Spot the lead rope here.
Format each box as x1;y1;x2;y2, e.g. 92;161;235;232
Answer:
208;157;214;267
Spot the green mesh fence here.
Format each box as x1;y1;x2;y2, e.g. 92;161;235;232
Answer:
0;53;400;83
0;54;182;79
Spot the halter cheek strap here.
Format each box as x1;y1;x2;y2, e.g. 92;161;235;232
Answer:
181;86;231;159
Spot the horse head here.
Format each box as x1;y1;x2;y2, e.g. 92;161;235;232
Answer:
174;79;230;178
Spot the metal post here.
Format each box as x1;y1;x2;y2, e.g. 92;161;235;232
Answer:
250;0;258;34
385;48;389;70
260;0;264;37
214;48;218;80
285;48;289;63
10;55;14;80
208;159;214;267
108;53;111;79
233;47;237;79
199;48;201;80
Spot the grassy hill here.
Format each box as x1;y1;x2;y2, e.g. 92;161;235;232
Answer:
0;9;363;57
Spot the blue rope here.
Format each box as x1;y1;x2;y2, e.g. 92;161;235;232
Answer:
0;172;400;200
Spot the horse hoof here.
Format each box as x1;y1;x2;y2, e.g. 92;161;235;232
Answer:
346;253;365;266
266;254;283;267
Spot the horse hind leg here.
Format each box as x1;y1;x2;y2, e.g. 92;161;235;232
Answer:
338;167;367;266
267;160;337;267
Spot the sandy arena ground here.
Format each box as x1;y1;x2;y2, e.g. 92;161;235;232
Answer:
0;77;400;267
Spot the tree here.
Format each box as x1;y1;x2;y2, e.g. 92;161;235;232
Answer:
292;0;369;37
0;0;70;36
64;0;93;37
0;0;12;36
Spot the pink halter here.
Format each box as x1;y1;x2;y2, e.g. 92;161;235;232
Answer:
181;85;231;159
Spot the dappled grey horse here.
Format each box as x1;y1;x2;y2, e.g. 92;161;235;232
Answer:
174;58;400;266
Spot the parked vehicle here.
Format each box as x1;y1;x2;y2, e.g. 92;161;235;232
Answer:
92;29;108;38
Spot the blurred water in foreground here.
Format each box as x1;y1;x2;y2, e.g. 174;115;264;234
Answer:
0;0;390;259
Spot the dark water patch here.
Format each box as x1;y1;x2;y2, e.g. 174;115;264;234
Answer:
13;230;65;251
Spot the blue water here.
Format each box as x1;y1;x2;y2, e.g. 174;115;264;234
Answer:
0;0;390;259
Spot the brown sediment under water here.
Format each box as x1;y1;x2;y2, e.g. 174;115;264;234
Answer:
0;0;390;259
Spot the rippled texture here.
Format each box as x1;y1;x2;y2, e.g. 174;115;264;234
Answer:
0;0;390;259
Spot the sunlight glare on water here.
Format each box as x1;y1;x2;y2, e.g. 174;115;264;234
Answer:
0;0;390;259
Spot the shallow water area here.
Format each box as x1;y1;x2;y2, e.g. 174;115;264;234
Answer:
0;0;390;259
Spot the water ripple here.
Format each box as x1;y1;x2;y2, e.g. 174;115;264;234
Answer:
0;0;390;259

§ §

Rescale the stretch of data that opens with the line containing "Spot the rippled texture here." and runs through the end of the data. Reproduce every line of it, multiplying each bounding-box coordinate given as an answer by 0.3 and rounding to whole numbers with halves rounded up, while keeping the sample boxes in the format lines unchanged.

SOLUTION TO THIS TASK
Spot the rippled texture here.
Format each box as x1;y1;x2;y2, e.g. 174;115;264;234
Answer:
0;0;117;78
Spot the sunlight glare on water here.
Format each box as x1;y1;x2;y2, e.g. 174;115;264;234
Answer:
0;0;117;78
Spot the shallow water area here.
Format each box as x1;y1;x2;y2, e.g. 174;115;264;234
Answer:
0;0;117;78
Spot the water ripple here.
Format each box as x1;y1;x2;y2, e.g. 174;115;264;234
Answer:
0;0;117;78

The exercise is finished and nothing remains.